═════ Supplied entries ═════

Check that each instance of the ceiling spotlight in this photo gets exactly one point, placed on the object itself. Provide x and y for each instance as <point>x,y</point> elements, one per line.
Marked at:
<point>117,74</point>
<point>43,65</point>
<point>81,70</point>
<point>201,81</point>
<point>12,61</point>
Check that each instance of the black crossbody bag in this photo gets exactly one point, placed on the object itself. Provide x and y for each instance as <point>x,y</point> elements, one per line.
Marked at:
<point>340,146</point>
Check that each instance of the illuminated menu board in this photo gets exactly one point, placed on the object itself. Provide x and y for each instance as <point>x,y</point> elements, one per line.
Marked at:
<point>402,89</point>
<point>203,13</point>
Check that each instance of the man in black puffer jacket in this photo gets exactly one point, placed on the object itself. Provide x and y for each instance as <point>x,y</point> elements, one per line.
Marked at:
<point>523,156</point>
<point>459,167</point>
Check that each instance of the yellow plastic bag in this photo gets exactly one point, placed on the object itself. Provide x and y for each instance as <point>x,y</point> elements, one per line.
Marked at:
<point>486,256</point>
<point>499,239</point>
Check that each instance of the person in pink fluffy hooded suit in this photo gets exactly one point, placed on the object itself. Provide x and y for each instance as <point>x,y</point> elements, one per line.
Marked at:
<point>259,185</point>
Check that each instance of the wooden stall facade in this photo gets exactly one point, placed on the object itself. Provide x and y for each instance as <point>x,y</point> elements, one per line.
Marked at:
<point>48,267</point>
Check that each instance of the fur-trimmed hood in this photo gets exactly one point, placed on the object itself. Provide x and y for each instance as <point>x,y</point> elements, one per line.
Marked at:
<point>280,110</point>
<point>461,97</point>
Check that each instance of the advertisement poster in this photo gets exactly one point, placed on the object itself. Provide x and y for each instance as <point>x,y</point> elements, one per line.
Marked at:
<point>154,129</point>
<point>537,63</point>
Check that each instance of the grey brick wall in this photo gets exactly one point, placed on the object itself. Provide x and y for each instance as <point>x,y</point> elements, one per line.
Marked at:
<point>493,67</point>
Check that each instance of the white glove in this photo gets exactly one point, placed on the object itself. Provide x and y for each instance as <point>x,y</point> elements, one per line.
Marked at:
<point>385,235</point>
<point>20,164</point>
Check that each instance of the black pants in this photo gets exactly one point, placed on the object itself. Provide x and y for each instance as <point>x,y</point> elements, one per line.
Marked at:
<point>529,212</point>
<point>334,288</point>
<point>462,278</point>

═════

> [Description of the task] Copy out every one of the lines above, unchanged.

> [Result of this exercise]
Check that each instance of the ceiling spotlight in this photo gets exactly one point, placed on the object itself. Provide x and y for each instance as <point>x,y</point> elements, one per line.
Marked at:
<point>117,74</point>
<point>43,65</point>
<point>81,70</point>
<point>201,81</point>
<point>12,61</point>
Check that each instance of the black crossbody bag in this photo gets exactly one point, placed on the object itself. Provide x and y for each instance as <point>x,y</point> elements, one per line.
Marked at:
<point>340,146</point>
Check that each instance of the illuminated menu board in this photo gets exactly one point, placed on the object itself. Provide x and y for each instance as <point>x,y</point> elements, one per line.
Marked at:
<point>402,89</point>
<point>203,13</point>
Check that each instance of the man in black puffer jacket in this photo gets exactly one point, placed on the object itself. Provide x and y for each instance as <point>x,y</point> elements, one per line.
Marked at:
<point>523,156</point>
<point>459,167</point>
Check that each instance of the yellow plastic bag in this photo gets exactly one point, placed on the object itself. Provide x and y for each instance as <point>x,y</point> elements, one per line.
Marked at:
<point>486,256</point>
<point>499,239</point>
Check that each instance of the person in pink fluffy hooded suit in this photo gets exactly one point, placed on the object itself. Provide x and y for each instance as <point>x,y</point> elements, one per line.
Marked at:
<point>259,185</point>
Check that each instance of the wooden stall facade in this photo gets exactly one point, placed on the object itself. Provide x and y for each instance as <point>x,y</point> elements, one per line.
Marked at:
<point>48,267</point>
Check that each instance of the fur-trimmed hood in this photo gets exactly one point, placed on the object itself. Provide x and y for each instance as <point>x,y</point> elements, one per line.
Marked at:
<point>280,110</point>
<point>461,97</point>
Check that each instance of the advertisement poster in this photo gets exactly one point, placed on the object itself. Provide x and y for each instance as <point>x,y</point> elements, one per line.
Marked at:
<point>154,129</point>
<point>537,63</point>
Check that each instance of the grey brick wall in this photo gets exactly one point, placed on the object itself. Provide x and y for each instance as <point>x,y</point> elements, one per line.
Marked at:
<point>493,67</point>
Check that each instance of the white glove in this photo gets exactly one point, placed on the object itself. Provide x and y for each instance as <point>x,y</point> elements, one per line.
Marked at:
<point>385,235</point>
<point>20,164</point>
Check that each instance of the black pants in this photo gets exactly one point, placed on the object itself. Provide x and y for each instance as <point>x,y</point> elements, one per line.
Marked at:
<point>529,212</point>
<point>334,288</point>
<point>462,278</point>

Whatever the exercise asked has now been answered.